GIVEN DATA below:

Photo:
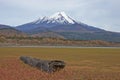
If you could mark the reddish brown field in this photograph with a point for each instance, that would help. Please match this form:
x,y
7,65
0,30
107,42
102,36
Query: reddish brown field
x,y
82,64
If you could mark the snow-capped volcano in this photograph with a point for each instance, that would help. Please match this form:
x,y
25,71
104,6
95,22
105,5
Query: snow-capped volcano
x,y
57,18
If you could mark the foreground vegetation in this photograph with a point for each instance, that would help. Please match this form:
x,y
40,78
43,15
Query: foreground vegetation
x,y
82,63
40,41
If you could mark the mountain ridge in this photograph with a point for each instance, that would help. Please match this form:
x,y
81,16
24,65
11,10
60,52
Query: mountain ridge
x,y
64,26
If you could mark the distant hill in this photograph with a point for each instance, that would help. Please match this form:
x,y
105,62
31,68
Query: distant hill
x,y
9,31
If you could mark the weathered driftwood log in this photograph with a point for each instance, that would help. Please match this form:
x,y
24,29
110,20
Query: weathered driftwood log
x,y
44,65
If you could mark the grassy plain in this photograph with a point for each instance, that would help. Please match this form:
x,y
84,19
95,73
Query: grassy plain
x,y
82,63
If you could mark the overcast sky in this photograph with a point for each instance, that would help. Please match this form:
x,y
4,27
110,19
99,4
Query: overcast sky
x,y
103,14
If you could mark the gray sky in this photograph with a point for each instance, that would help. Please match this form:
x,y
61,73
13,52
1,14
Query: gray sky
x,y
103,14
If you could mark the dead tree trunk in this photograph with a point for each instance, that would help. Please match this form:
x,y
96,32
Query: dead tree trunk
x,y
44,65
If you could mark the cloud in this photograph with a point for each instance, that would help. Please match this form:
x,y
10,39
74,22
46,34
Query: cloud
x,y
100,13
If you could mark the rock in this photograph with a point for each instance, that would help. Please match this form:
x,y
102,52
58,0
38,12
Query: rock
x,y
44,65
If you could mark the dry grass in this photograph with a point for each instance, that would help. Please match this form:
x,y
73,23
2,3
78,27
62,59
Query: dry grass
x,y
82,63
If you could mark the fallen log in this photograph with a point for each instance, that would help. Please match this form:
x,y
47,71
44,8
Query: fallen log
x,y
44,65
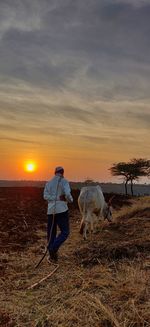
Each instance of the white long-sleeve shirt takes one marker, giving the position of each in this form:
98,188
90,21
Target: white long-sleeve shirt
54,188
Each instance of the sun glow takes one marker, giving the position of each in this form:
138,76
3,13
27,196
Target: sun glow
30,166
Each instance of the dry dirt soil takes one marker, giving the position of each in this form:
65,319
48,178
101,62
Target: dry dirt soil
101,282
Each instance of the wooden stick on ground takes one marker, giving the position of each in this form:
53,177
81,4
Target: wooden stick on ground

End of GIVEN DATA.

EXERCISE REQUIREMENTS: Should a record include a picture, omit it from your copy and return the rest unchanged.

SOLVED EXERCISE:
Photo:
If you could mark the reddish brown field in this photograph with a point for each instance, that would help. Please match this form:
x,y
7,65
0,30
107,42
102,36
Query: reddish brown field
x,y
82,64
If you could mark the snow-capped volcano in this photograph with a point for each instance, that would help. Please match this form:
x,y
25,71
104,6
95,22
105,5
Query: snow-capped volcano
x,y
57,18
If you could mark the foreground vegetation in this photograph with a point for each instance, that would help. Please match this form:
x,y
40,78
43,15
Query: foreground vegetation
x,y
82,63
40,41
If you could mark the mountain ridge in this photograph with a point for each instance, that would help. Please match this form:
x,y
81,16
24,65
11,10
60,52
Query: mountain ridge
x,y
64,26
If you could mark the distant hill in this photograph with a point for each instance, that would help. Please match this form:
x,y
105,62
31,68
Query: distant hill
x,y
9,31
If you could mark the weathered driftwood log in this photograph with a point for each instance, that would help. Please match this form:
x,y
24,29
110,20
Query: weathered driftwood log
x,y
44,65
If you could mark the grassy plain in this photograph with a point for each instance, that would help. Please match this form:
x,y
84,19
95,73
Query: grassy plain
x,y
82,63
If you could mark the overcast sky in this photograph with a point for each instance, that would help. Please match this form:
x,y
4,27
110,19
99,4
Query: overcast sky
x,y
103,14
If you could mark the gray sky in this photograph with a point for each instance, that would help. Please match this form:
x,y
61,73
13,52
1,14
Query: gray sky
x,y
103,14
If you could mark the dead tree trunk in this photograph with a point for each instance, that would help. Please match this form:
x,y
96,32
Query: dead tree trunk
x,y
44,65
If you could mark the cloud in this photograph with a point for each instance, that would help. Please match this form:
x,y
10,39
74,22
46,34
Query: cloud
x,y
100,13
If you could mark the rock in this photograph with a point for each instance, that would help. Please match this form:
x,y
102,52
58,0
38,12
Query: rock
x,y
44,65
If you could mark the dry grass in this photograph with a point for each instance, that would help. Please match this form:
x,y
73,23
2,3
78,27
62,59
Query: dry grass
x,y
82,63
If you could mark the fallen log in this photograph with a point for each instance, that would help. Please match this form:
x,y
47,71
44,8
Query: fallen log
x,y
44,65
Each instance of the white long-sleeve shirt takes one marker, giving the position of each in this form:
98,188
90,21
Target: white long-sleeve shirt
54,188
Each instance of the sun glow takes one marker, giving the position of each in this form:
138,76
3,13
27,196
Target: sun glow
30,166
Each instance of the dry dirt soil takes one marker, giving the position of each in this form:
65,319
48,178
101,62
Target: dry dirt soil
101,282
Each instance of the wooden stick on ground takes one marker, giving the position of each in this form:
53,177
81,4
Target: wooden stick on ground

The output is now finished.